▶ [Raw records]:
□ □ □ □ □ □ □
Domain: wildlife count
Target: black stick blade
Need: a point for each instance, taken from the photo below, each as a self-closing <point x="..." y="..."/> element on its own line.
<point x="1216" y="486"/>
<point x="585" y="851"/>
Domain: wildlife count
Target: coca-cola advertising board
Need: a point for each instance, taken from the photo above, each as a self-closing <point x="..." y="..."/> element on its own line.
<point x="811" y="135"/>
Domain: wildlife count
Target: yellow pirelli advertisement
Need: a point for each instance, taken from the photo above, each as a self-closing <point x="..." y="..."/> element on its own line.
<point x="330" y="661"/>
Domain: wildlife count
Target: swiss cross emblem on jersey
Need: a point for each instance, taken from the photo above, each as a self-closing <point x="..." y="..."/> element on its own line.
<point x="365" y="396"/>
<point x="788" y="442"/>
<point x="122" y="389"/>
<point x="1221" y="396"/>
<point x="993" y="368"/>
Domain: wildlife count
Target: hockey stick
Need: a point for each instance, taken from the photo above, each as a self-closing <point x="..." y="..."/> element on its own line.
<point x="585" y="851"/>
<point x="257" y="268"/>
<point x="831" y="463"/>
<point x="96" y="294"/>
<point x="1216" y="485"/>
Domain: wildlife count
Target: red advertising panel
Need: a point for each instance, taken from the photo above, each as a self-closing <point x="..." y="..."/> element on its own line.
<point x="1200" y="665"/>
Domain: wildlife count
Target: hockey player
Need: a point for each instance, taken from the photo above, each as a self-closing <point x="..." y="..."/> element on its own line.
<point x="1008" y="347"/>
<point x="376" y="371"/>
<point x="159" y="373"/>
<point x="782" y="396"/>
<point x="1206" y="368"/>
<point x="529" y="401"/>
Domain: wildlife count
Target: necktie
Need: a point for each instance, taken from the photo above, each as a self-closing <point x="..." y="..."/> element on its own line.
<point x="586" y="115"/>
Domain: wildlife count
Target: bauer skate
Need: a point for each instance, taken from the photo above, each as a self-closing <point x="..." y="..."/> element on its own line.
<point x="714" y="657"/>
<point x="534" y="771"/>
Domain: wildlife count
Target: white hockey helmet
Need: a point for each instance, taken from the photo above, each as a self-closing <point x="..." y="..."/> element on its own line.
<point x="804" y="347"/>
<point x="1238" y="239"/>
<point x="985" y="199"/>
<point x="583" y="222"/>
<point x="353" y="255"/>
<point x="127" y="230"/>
□ □ □ □ □ □ □
▶ [Short task]: Extract every record. Keep wording exact.

▶ [Answer to the exercise]:
Domain: wildlife count
Target: black stick blade
Need: a point for each instance, taken from the photo below, each as a self-closing <point x="..." y="..."/> element on its own line.
<point x="1216" y="486"/>
<point x="585" y="851"/>
Domain: wildlife count
Target: coca-cola advertising board
Need: a point for each instance, taken from the photo above, each as a self-closing <point x="..." y="..."/> element on its own line.
<point x="811" y="135"/>
Domain: wildlife count
Target: yellow pirelli advertisement
Need: a point for each instance, taken from the photo above, each as a self-closing <point x="..." y="..."/> element on its own line.
<point x="330" y="661"/>
Domain: wildlife count
Target: swiss cross emblem on jersey
Need: a point for each instance, taken from the photo above, each as a self-closing <point x="..." y="..."/> element on its own line.
<point x="365" y="396"/>
<point x="788" y="442"/>
<point x="122" y="389"/>
<point x="1221" y="396"/>
<point x="993" y="368"/>
Domain: wildlife count
Target: hockey stick
Need: a point for each instance, taken from the photo above, each as a self-closing <point x="..." y="..."/> element on its own line.
<point x="585" y="851"/>
<point x="257" y="268"/>
<point x="831" y="463"/>
<point x="96" y="294"/>
<point x="1216" y="485"/>
Domain: wildlife count
Target: red advertising panel
Need: a point for each instance, taken from the photo above, each as a self-closing <point x="..." y="..."/> element on its own line.
<point x="1200" y="665"/>
Domain: wildlife count
Target: hockey player
Need: a point for each instance, taken from the photo above, each as a self-closing <point x="..." y="..."/> element on its own line.
<point x="1008" y="347"/>
<point x="376" y="371"/>
<point x="159" y="373"/>
<point x="782" y="396"/>
<point x="1206" y="368"/>
<point x="529" y="401"/>
Domain: wildlife count
Target: necktie
Need: a point for each instance, taken from the photo above, each as a self-closing <point x="..." y="..."/> element on its own line.
<point x="586" y="115"/>
Domain: wildlife count
Target: bauer skate
Need: a point for each instance, taken from the photo above, each as a self-closing <point x="..." y="..."/> element on its own line.
<point x="714" y="657"/>
<point x="534" y="771"/>
Domain: wildlife count
Target: white hockey helmet
Need: a point for each instance, taken from the photo above, each as a self-closing <point x="..." y="..."/> element on its own line.
<point x="804" y="347"/>
<point x="1238" y="239"/>
<point x="985" y="199"/>
<point x="583" y="222"/>
<point x="353" y="255"/>
<point x="127" y="230"/>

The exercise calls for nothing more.